Records excerpted from a collection:
------------------------------------------------

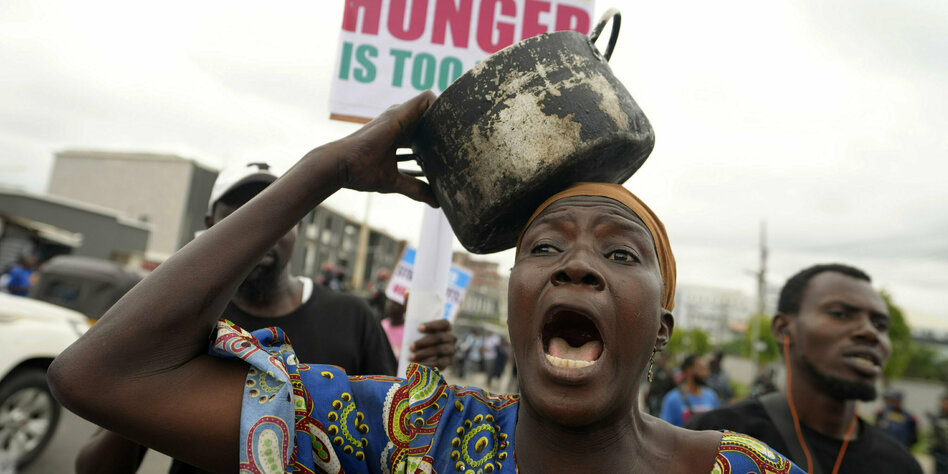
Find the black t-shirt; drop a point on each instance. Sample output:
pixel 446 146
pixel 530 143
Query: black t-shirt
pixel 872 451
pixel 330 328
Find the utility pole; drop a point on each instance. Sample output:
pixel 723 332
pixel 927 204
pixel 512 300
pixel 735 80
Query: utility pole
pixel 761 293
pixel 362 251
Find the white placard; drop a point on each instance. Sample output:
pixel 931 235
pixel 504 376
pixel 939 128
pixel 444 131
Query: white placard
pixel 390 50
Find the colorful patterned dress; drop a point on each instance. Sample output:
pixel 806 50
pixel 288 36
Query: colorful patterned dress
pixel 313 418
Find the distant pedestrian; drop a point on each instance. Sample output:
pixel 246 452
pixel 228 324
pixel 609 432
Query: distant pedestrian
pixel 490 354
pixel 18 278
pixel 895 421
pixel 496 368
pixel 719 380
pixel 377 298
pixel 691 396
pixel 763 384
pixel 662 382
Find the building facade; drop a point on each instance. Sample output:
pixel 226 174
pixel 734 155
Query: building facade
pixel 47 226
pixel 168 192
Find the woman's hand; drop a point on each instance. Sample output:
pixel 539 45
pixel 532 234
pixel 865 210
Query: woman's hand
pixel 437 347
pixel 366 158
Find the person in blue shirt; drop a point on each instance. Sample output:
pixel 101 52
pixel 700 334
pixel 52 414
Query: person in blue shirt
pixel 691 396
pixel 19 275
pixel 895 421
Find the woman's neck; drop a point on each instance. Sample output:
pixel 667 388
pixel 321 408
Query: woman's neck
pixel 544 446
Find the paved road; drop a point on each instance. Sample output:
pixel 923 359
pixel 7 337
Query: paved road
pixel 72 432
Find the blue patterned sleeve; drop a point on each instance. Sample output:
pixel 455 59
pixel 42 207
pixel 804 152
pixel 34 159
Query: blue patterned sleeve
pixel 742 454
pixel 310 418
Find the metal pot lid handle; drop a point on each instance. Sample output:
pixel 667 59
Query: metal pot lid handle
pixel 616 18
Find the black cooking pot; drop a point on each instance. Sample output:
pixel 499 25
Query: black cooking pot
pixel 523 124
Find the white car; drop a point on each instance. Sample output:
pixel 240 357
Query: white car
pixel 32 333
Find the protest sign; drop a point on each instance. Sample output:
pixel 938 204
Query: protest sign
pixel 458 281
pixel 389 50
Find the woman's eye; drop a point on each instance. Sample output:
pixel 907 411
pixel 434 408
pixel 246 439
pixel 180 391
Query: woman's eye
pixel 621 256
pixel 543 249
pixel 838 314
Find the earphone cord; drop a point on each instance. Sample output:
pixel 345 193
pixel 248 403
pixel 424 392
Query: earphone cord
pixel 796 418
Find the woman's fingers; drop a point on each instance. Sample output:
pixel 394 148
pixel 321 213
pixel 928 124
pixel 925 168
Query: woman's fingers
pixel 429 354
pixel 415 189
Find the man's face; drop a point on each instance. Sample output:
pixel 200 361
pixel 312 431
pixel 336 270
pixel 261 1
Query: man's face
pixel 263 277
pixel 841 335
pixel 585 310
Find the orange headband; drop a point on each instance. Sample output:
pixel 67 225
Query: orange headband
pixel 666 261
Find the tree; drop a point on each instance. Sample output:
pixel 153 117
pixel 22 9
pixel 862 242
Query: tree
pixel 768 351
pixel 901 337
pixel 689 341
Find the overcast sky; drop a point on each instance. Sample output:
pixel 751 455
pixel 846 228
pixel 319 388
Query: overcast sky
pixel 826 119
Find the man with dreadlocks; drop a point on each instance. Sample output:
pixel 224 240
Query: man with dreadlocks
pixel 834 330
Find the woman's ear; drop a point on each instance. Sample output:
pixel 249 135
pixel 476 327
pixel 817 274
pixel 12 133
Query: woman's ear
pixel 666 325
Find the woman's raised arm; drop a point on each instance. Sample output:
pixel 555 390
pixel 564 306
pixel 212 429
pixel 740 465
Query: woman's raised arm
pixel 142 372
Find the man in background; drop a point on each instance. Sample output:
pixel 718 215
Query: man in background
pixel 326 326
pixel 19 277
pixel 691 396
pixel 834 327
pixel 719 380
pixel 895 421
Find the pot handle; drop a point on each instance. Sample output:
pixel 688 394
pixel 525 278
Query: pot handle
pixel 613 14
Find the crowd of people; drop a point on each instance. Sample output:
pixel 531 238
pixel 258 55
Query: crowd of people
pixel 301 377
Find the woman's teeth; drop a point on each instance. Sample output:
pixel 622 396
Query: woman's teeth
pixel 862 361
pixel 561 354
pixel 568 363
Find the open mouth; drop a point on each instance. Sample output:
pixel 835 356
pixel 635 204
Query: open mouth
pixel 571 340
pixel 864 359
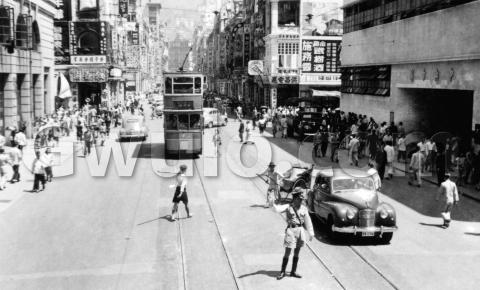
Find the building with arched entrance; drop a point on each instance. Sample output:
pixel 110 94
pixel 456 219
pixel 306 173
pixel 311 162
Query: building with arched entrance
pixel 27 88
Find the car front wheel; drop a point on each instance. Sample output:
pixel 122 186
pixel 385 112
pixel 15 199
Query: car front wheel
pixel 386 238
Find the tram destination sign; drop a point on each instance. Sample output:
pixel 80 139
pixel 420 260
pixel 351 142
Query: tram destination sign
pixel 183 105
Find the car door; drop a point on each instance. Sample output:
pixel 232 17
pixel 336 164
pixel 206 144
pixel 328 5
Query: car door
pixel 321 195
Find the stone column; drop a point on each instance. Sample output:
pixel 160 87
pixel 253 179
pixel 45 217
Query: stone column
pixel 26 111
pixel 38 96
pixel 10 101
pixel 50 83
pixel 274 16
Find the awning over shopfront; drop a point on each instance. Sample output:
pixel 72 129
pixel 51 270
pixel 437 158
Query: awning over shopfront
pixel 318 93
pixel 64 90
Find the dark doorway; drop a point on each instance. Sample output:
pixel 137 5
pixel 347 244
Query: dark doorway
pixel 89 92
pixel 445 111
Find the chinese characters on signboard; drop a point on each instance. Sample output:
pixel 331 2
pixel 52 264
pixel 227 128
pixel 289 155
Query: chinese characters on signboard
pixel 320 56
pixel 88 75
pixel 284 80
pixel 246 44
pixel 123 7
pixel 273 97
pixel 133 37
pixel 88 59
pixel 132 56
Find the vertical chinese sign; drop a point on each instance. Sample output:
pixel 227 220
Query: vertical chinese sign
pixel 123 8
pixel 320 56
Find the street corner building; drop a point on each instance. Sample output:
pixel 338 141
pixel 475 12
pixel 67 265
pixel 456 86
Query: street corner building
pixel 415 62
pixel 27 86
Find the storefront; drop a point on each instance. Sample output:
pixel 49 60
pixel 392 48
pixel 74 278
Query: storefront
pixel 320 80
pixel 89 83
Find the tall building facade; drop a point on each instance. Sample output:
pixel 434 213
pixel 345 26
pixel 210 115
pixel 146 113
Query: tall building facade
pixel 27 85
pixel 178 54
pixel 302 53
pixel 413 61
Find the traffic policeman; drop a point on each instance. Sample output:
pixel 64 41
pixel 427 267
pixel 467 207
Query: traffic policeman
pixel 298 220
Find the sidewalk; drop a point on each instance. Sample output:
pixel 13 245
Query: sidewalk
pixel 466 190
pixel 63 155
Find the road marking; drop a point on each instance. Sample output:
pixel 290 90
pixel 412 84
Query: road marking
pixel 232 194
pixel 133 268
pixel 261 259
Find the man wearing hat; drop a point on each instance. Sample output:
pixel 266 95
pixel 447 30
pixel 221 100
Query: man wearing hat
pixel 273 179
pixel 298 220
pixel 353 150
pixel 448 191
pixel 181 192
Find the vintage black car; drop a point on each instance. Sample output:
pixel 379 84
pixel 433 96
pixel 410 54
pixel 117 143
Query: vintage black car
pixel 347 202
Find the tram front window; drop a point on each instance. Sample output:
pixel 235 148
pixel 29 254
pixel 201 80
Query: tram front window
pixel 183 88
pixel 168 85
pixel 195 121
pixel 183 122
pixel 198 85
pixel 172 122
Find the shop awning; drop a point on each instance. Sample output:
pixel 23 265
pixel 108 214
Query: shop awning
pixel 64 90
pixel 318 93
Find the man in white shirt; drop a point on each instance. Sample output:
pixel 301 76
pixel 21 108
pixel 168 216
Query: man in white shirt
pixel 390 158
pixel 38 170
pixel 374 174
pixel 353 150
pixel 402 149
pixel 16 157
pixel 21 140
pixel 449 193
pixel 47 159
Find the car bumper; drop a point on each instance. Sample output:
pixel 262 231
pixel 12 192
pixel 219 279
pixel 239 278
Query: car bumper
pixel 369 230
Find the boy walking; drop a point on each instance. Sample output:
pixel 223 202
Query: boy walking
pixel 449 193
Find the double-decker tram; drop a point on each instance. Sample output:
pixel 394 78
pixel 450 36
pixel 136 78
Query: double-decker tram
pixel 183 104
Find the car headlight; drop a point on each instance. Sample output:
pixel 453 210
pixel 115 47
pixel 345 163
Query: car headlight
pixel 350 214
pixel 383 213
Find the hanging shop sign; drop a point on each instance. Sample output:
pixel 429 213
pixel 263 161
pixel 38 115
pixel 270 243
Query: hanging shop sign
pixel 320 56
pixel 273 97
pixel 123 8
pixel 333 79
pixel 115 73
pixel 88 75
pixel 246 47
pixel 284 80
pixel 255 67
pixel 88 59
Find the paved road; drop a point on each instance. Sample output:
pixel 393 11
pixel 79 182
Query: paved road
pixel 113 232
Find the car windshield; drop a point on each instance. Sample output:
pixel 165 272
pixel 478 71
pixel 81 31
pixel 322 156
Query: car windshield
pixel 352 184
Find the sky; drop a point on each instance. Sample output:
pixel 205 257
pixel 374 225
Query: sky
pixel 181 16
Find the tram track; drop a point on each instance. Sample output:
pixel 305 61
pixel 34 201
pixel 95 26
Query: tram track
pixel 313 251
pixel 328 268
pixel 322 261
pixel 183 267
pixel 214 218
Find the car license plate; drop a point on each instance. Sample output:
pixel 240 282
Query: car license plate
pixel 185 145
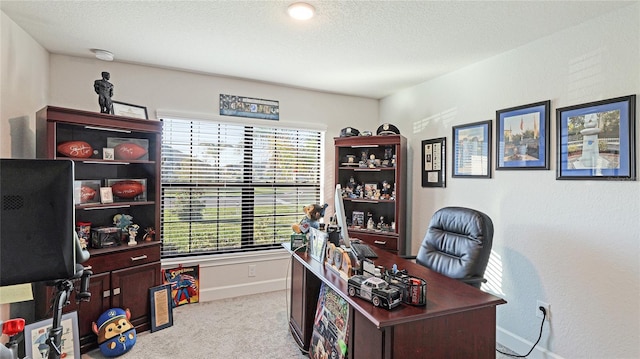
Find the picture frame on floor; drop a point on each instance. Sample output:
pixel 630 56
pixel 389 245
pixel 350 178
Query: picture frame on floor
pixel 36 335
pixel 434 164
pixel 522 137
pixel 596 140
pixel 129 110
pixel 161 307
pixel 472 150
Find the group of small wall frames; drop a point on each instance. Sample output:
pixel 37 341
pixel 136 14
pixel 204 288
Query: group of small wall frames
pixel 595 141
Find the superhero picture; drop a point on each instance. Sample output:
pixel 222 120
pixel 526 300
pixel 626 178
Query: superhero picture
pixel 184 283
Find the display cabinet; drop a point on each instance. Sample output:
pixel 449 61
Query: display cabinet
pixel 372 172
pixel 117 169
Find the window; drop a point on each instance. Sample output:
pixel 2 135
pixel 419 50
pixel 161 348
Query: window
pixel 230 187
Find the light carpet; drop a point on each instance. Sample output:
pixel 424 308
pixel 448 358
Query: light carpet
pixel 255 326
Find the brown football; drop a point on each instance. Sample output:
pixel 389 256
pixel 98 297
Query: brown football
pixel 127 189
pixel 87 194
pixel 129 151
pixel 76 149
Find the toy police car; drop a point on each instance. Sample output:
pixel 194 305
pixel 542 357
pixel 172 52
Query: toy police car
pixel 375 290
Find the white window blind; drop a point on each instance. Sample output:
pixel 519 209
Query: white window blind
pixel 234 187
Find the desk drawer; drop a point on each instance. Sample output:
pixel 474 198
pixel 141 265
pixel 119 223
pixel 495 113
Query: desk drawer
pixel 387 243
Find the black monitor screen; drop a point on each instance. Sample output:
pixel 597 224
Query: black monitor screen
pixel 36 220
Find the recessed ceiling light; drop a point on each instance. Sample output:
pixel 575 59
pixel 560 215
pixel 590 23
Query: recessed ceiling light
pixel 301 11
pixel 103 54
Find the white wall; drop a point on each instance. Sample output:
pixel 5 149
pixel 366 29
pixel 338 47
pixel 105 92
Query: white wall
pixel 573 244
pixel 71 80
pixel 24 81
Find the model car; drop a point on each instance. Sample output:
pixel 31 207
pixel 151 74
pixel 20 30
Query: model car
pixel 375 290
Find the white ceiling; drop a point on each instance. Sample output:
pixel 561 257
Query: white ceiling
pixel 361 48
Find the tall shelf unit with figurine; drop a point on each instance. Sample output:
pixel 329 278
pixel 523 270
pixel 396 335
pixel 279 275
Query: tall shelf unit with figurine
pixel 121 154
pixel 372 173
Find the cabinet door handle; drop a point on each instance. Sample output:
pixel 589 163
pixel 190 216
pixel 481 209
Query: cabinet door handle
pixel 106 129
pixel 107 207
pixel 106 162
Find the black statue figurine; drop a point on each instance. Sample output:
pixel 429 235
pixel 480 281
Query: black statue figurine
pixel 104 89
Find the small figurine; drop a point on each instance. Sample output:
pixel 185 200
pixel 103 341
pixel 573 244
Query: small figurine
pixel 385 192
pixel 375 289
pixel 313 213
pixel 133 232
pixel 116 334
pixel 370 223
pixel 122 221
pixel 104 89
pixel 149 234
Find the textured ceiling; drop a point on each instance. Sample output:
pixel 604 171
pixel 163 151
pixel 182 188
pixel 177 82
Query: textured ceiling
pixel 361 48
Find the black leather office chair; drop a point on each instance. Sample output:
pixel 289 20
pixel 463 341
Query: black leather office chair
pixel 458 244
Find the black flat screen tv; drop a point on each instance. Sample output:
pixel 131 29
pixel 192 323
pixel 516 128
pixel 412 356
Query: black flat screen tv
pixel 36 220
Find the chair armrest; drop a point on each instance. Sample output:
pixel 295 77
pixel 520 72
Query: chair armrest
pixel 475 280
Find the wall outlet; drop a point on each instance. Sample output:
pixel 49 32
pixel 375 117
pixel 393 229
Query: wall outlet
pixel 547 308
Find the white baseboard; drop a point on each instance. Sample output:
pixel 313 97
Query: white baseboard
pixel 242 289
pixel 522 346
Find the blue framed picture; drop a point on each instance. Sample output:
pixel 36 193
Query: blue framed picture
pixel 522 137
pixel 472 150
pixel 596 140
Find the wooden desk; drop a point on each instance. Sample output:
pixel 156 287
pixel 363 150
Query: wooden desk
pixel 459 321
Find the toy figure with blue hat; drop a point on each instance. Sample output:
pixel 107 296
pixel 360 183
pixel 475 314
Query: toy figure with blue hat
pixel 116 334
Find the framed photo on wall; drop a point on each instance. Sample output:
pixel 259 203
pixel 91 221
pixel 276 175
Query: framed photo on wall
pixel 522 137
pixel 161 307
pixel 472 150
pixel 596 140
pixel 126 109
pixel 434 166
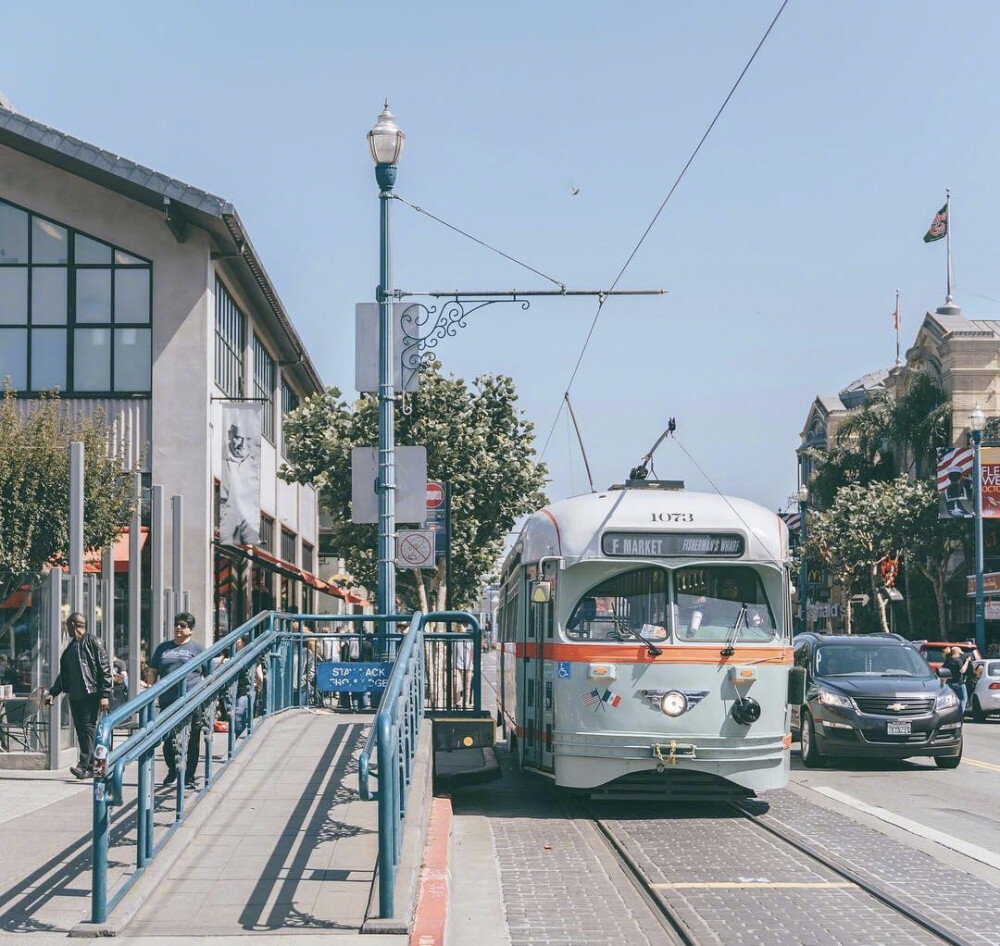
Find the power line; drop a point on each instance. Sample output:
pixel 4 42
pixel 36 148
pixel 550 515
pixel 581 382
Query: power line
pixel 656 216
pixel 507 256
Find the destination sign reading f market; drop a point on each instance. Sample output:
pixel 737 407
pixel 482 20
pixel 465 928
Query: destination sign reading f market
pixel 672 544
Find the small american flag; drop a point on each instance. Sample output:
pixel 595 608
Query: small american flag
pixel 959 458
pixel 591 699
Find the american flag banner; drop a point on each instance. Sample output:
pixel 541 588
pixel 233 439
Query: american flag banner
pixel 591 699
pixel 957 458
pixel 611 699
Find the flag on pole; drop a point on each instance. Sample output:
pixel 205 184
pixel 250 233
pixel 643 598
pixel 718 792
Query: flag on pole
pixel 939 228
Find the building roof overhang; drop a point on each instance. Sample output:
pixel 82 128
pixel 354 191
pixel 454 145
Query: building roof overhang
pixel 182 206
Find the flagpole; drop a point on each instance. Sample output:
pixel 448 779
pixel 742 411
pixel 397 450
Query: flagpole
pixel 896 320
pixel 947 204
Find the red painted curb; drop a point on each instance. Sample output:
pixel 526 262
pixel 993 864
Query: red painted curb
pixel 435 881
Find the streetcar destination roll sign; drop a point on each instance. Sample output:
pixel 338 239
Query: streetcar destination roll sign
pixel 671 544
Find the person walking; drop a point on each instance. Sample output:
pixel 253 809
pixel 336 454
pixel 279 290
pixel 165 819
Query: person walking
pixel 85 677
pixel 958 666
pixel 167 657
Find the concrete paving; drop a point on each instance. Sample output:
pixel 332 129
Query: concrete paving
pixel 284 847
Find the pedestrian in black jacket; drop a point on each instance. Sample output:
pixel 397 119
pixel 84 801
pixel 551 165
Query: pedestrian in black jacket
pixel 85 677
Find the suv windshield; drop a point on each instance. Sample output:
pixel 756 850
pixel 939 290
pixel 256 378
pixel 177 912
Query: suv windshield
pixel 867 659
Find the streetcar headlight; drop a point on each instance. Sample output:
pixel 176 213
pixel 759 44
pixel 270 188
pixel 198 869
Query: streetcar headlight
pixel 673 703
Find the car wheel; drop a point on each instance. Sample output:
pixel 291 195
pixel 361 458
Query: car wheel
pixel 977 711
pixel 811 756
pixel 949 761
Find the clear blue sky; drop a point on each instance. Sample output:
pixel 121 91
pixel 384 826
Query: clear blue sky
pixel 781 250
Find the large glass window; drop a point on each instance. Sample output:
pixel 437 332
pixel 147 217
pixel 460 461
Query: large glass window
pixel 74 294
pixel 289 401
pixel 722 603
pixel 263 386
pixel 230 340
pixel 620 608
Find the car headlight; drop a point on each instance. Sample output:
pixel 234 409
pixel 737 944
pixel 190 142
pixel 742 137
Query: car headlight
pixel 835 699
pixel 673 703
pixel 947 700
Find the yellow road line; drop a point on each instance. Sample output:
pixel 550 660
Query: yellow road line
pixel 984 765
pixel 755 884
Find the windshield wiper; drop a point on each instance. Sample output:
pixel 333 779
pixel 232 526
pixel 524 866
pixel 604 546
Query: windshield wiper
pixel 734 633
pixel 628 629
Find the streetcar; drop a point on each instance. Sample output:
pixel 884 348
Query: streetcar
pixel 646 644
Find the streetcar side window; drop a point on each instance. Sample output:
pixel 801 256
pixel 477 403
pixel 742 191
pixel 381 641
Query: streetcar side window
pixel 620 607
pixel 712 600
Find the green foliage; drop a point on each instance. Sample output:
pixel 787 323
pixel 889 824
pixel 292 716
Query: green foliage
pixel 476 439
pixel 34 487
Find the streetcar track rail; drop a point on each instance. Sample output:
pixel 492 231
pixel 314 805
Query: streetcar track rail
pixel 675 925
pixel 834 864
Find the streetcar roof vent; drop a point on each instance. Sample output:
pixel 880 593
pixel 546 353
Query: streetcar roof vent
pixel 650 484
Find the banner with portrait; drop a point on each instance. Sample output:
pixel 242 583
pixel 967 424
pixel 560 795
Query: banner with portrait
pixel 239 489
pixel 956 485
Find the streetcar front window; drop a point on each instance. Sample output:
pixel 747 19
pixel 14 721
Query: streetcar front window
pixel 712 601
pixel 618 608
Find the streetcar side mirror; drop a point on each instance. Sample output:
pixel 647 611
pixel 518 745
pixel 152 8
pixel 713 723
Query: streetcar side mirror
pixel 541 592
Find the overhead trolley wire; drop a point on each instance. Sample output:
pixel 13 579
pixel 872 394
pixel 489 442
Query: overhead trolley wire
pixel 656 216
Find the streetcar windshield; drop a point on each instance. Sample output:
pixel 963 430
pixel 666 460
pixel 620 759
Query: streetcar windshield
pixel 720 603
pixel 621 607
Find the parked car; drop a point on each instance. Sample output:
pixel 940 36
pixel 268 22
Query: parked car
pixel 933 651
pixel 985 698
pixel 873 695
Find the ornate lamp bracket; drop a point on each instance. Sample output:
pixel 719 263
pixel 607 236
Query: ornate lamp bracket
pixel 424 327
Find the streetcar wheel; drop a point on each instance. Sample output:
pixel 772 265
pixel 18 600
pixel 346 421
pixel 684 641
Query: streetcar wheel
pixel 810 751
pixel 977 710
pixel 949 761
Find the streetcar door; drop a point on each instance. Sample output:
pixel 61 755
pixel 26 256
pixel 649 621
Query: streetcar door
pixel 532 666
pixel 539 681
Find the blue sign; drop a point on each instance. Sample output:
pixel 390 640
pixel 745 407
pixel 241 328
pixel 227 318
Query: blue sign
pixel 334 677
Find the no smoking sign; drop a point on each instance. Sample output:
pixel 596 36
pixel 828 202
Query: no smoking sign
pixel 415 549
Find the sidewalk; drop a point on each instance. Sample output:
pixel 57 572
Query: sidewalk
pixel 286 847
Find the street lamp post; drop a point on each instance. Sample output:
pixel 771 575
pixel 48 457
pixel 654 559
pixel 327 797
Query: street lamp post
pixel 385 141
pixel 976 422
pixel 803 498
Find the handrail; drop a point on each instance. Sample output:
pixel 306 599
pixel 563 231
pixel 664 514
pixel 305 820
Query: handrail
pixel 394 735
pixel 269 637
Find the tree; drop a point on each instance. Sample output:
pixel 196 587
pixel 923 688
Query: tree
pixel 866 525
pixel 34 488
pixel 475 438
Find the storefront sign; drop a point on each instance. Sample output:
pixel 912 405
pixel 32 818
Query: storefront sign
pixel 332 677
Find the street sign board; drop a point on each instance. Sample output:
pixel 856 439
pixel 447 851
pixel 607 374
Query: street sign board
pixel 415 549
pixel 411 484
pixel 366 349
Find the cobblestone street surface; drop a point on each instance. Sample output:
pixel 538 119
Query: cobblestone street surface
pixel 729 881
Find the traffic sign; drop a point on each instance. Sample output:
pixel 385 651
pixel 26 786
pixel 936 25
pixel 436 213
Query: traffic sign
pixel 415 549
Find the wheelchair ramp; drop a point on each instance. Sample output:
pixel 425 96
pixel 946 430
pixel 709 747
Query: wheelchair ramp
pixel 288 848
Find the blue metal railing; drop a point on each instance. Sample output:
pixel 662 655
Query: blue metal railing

------------------------------------------------

» **What is expected**:
Begin at the top of the records above and retype each line exactly until the line containing "pixel 226 174", which is included. Skip all pictures.

» **Result**:
Find the black t-shirt; drop a point on each instance. Sample output:
pixel 446 146
pixel 530 143
Query: black t-shirt
pixel 872 451
pixel 330 328
Find the utility pole; drop a point on each instance. Sample output:
pixel 723 332
pixel 927 204
pixel 512 300
pixel 735 80
Query: utility pole
pixel 761 293
pixel 362 251
Find the white placard; drop a point on each instance. Sample output:
pixel 931 235
pixel 504 376
pixel 939 128
pixel 444 131
Query: white placard
pixel 390 50
Find the colorful patterned dress; drop a point on each instance. Sample output:
pixel 806 50
pixel 288 36
Query: colorful patterned dress
pixel 313 418
Find the distant pedestrian; drop a point on each instance. Sample output:
pixel 246 452
pixel 228 324
pixel 609 432
Query: distant pedestrian
pixel 490 354
pixel 18 278
pixel 895 421
pixel 496 368
pixel 719 380
pixel 377 298
pixel 691 396
pixel 763 384
pixel 662 382
Find the building facade; drop a point on each instance. Sample output:
pixel 226 174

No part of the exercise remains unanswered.